» Source text
## Start
Backup and Restore¶
Backup and Restore tools
In order to execute a backup or a restore operation, PGMob would issue a pg_dump
/pg_restore
command
on a remote server spawned as a subprocess of the PostgreSQL process. The binary should be available on the
server (you can specify an exact path) and should be able to connect to localhost without a password.
Example
Create a backup from one database and restore it as a different database
>>> old_db = "foo"
>>> new_db = "bar"
>>> file_backup = FileBackup(cluster=cluster)
>>> file_backup.backup(database=old_db, path="/tmp/db.bak")
>>> file_restore = FileRestore(cluster=cluster)
>>> file_restore.restore(database=new_db, path="/tmp/db.bak")
Backup/restore options¶
Backup and restore operations are controlled by the Options object, which is available as an .options
attribute
of the corresponding Backup or Restore object. Adjust settings as you would normally do in the command line, but
benefit from being able to use Python syntax.
- class pgmob.backup.BackupOptions(shell: _BaseShellEnv | None = None, **kwargs)¶
Parameters to be used for the pg_dump binary
Class attributes match closely to those displayed by the “pg_dump –help” command.
- Parameters:
shell (_BaseShellEnv) – shell processor that defines pathing and escaping for the current environment
**kwargs (dict) – any supporter attribute can be submitted as kwargs
- shell¶
shell processor that defines pathing and escaping for the current environment
- Type:
_BaseShellEnv
- format¶
(c|d|t|p) output file format (custom(default), directory, tar, plain text)
- Type:
str
- jobs¶
use this many parallel jobs to dump
- Type:
int
- verbose¶
verbose mode
- Type:
bool
- compress¶
(0-9) compression level for compressed formats
- Type:
int
- lock_wait_timeout¶
fail after waiting TIMEOUT for a table lock
- Type:
int
- data_only¶
dump only the data, not the schema
- Type:
bool
- clean¶
clean (drop) database objects before recreating
- Type:
bool
- create¶
include commands to create database in dump
- Type:
bool
- schemas¶
dump the named schemas only
- Type:
List[str]
- exclude_schemas¶
do NOT dump the named schemas
- Type:
List[str]
- no_owner¶
skip restoration of object ownership in plain-text format
- Type:
bool
- schema_only¶
dump only the schema, no data
- Type:
bool
- superuser¶
superuser user name to use in plain-text format
- Type:
str
- tables¶
dump the named tables only
- Type:
List[str]
- exclude_tables¶
do NOT dump the named tables
- Type:
List[str]
- no_privileges¶
do not dump privileges (grant/revoke)
## End
From the PGMob backup and restore page, quote the passage from "Backup and Restore¶" to "without a password.".

Dataset rows showing where objects appear:
## Start
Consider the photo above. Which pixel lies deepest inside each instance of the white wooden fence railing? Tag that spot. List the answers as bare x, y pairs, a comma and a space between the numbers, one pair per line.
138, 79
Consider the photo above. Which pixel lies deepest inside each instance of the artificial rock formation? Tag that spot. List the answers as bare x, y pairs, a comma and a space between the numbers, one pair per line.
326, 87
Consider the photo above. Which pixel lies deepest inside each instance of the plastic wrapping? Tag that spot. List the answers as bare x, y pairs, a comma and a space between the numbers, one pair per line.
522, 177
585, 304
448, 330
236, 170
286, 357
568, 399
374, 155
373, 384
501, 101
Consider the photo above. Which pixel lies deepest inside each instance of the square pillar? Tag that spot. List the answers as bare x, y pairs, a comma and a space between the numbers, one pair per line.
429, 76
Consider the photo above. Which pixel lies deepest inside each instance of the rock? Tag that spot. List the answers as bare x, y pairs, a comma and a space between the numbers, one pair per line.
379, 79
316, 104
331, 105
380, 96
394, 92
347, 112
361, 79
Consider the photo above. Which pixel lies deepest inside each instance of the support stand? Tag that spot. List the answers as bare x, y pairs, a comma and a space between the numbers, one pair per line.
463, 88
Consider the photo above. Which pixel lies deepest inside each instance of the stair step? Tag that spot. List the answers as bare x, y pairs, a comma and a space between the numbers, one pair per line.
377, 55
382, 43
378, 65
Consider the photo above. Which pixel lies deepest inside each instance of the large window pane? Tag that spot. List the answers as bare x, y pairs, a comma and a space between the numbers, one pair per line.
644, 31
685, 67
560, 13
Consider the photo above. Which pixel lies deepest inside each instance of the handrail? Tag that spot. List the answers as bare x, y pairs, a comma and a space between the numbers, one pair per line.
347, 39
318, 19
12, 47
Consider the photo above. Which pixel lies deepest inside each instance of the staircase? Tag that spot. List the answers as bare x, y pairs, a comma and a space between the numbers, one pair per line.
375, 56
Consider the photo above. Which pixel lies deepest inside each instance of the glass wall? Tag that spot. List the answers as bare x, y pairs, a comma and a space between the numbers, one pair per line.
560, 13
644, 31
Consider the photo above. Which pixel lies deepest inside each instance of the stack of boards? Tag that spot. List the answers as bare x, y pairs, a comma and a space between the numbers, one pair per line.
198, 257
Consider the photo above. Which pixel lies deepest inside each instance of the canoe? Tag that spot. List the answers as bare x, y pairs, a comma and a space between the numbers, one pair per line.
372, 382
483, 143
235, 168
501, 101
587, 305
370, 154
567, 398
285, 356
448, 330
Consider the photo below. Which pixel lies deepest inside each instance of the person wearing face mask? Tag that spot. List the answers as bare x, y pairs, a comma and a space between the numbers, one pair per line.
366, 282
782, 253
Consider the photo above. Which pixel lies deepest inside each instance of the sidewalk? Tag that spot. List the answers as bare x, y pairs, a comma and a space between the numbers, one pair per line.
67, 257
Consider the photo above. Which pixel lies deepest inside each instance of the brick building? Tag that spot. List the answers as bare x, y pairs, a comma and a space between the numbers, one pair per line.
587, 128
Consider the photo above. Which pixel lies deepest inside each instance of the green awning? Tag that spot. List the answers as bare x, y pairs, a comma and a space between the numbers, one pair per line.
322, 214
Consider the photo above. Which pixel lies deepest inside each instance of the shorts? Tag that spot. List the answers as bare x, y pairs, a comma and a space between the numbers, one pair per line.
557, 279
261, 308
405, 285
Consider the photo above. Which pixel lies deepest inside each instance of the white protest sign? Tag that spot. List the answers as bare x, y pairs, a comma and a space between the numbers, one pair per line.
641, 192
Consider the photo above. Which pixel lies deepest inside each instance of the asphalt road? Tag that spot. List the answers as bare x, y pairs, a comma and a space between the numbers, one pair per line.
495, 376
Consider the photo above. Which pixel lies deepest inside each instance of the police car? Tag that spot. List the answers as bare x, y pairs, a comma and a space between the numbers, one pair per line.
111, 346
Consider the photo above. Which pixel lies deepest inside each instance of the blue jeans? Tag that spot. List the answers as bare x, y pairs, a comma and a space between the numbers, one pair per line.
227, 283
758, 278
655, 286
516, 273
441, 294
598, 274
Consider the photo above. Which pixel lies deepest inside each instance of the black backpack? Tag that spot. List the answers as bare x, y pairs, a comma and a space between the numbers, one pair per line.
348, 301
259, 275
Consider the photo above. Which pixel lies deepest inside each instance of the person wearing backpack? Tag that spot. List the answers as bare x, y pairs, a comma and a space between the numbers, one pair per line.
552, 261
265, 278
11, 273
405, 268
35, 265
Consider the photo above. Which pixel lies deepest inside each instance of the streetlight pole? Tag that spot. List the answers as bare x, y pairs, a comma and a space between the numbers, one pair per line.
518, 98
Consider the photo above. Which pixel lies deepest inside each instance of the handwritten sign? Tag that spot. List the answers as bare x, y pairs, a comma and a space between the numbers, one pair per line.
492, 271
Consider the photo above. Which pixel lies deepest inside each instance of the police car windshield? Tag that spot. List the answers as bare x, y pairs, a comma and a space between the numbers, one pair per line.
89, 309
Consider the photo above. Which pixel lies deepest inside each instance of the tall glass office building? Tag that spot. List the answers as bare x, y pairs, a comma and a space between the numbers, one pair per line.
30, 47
## End
» Result for this exercise
Backup and Restore¶
Backup and Restore tools
In order to execute a backup or a restore operation, PGMob would issue a pg_dump
/pg_restore
command
on a remote server spawned as a subprocess of the PostgreSQL process. The binary should be available on the
server (you can specify an exact path) and should be able to connect to localhost without a password.